Problem description:
Reproduce the full listing that appears beneath this instruction exactly.
[Supplied data — start]
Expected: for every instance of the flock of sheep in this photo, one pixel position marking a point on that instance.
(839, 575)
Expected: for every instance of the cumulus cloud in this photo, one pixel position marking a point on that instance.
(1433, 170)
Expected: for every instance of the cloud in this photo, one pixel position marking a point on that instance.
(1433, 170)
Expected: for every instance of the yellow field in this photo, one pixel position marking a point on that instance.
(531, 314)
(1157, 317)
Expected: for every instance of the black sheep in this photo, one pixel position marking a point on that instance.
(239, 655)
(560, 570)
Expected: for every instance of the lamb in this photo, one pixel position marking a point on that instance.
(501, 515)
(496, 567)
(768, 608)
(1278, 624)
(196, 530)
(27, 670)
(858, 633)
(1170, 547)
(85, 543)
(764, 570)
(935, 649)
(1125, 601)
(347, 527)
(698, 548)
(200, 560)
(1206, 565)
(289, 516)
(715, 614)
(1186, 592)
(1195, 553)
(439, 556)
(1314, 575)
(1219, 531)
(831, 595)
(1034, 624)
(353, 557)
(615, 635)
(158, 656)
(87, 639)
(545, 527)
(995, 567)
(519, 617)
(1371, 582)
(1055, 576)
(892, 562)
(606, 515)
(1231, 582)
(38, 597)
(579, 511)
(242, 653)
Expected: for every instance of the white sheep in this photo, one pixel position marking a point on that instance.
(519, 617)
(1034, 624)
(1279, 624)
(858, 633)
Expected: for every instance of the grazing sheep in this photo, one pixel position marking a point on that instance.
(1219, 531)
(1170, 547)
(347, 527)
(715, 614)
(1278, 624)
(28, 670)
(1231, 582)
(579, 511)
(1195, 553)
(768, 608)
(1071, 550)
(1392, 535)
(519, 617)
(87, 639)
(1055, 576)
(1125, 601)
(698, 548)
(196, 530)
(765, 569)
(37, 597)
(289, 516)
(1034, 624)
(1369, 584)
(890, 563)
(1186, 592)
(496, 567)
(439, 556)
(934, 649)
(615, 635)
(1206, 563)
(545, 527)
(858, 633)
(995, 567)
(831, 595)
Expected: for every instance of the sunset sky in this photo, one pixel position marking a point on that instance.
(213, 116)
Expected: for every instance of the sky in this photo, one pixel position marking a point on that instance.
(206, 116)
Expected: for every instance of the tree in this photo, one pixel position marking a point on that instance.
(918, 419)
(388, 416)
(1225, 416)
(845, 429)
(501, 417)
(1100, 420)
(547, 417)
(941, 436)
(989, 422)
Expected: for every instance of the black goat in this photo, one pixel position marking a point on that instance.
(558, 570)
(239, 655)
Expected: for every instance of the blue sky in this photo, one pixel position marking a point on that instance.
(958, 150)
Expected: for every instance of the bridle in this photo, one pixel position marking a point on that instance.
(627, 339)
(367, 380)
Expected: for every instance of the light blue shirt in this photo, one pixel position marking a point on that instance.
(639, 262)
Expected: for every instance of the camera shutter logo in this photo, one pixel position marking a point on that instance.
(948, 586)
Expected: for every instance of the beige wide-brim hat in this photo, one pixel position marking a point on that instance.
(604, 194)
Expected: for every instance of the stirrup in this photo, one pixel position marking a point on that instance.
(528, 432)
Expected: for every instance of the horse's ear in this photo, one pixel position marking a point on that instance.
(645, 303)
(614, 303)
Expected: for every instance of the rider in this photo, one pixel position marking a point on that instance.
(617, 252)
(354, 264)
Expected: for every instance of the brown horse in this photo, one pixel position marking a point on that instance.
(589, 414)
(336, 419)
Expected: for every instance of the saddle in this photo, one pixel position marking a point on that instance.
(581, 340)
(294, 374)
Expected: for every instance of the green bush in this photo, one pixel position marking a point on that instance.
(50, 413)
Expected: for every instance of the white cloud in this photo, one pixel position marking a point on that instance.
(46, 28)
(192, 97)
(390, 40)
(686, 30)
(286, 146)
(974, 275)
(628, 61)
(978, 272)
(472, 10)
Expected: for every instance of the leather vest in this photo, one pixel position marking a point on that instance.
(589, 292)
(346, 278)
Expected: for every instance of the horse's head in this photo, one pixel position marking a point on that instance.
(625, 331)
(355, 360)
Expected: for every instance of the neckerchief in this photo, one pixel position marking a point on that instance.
[Supplied data — finish]
Answer to the problem:
Expected: for every instance of the flock of sheep in this photo, one pixel position marking a point on that instance.
(839, 575)
Expected: for every instance of the cumulus cloud in this photo, one pixel position marking a point on that instance.
(1433, 170)
Expected: for every instance of the cloud in this photo, one pixel position marking a point on that instance.
(1433, 170)
Expected: for every instance of the yellow field in this photo, one pixel position marking a point on that instance.
(531, 314)
(1157, 317)
Expected: for every instance of the black sheep in this photo, one pixel position marking a point on that instance.
(239, 655)
(560, 570)
Expected: for every instance of the lamb in this photo, one pixel position marking a point on that instance.
(501, 515)
(496, 567)
(768, 608)
(1278, 624)
(196, 530)
(27, 670)
(858, 633)
(1170, 547)
(85, 543)
(764, 570)
(935, 649)
(1125, 601)
(347, 527)
(698, 548)
(200, 560)
(1206, 565)
(289, 516)
(715, 614)
(1186, 592)
(1195, 553)
(439, 556)
(1314, 575)
(1219, 531)
(831, 595)
(1034, 624)
(353, 557)
(615, 635)
(158, 656)
(87, 639)
(545, 527)
(995, 567)
(519, 617)
(1371, 582)
(1055, 576)
(892, 562)
(606, 515)
(1231, 582)
(38, 597)
(579, 511)
(242, 653)
Expected: for every instance of the white sheep in this photo, one pixel position marking a point on that instance.
(519, 617)
(1034, 624)
(1279, 624)
(858, 633)
Expected: for every instance of the grazing sheep in this photo, one pixel position marking a point on that instance.
(1219, 531)
(1170, 547)
(347, 527)
(715, 614)
(1278, 624)
(28, 670)
(1231, 582)
(579, 511)
(1195, 553)
(768, 608)
(1071, 550)
(1392, 535)
(519, 617)
(87, 639)
(1055, 576)
(1125, 601)
(698, 548)
(196, 530)
(765, 569)
(37, 597)
(289, 516)
(1034, 624)
(1369, 584)
(890, 563)
(1186, 592)
(496, 567)
(439, 556)
(934, 649)
(615, 635)
(1206, 563)
(545, 527)
(858, 633)
(995, 567)
(831, 595)
Expected: for every instance of the sunset sky in this photo, one pixel position marking a point on that instance.
(213, 116)
Expected: for every instance of the sky in this photo, one pixel position marking a point on that instance.
(206, 116)
Expected: for every instance of the tree in this photo, one pixel position marking a point on that instance.
(918, 419)
(388, 416)
(1225, 416)
(845, 429)
(501, 417)
(1100, 420)
(547, 417)
(941, 436)
(989, 422)
Expected: for every instance of the black goat in this photo, one pixel position marking a point on that instance.
(558, 570)
(239, 655)
Expected: for every instance of the blue sky in this photo, one pixel position marking a point on that instance.
(958, 150)
Expected: for every instance of the bridle in this photo, one pixel position marking a point on that instance.
(627, 339)
(367, 380)
Expected: for every instance of the light blue shirt in this photo, one pixel position marking a point on that instance.
(639, 262)
Expected: for every instance of the camera shutter logo in this photo, one pixel position marking a point on that instance.
(948, 586)
Expected: for every instance of the beige wide-brim hat in this photo, one pixel position marking a point on that instance.
(604, 194)
Expected: for every instance of the stirrup in this photo, one pixel position marking a point on that instance.
(528, 432)
Expected: for every instance of the horse's ear in this photo, one pixel position marking a point on that instance.
(645, 303)
(614, 303)
Expected: for every instance of the rider in this photo, one pixel position marking a point on that instance.
(617, 252)
(354, 264)
Expected: for every instance of the brown horse in this photo, one pixel position marking a point on that instance.
(589, 414)
(336, 419)
Expected: for every instance of the saddle in this photo, one pixel position marking a point on that instance.
(581, 340)
(294, 374)
Expected: for every instance of the green bush in this photo, one pixel position marking a point on that instance.
(50, 413)
Expected: for every instance of the white cloud in this photo, one pixel position marking a point on that instance.
(46, 28)
(192, 97)
(390, 40)
(686, 30)
(286, 146)
(974, 275)
(628, 61)
(978, 272)
(472, 10)
Expected: for every instance of the leather vest in this photo, one pixel position marking a point on that instance.
(589, 292)
(346, 278)
Expected: for every instance of the horse's head in this photo, one pixel position marking a point on that instance.
(625, 331)
(355, 360)
Expected: for every instance of the neckerchief in this photo, one pixel position marking a point on that instance.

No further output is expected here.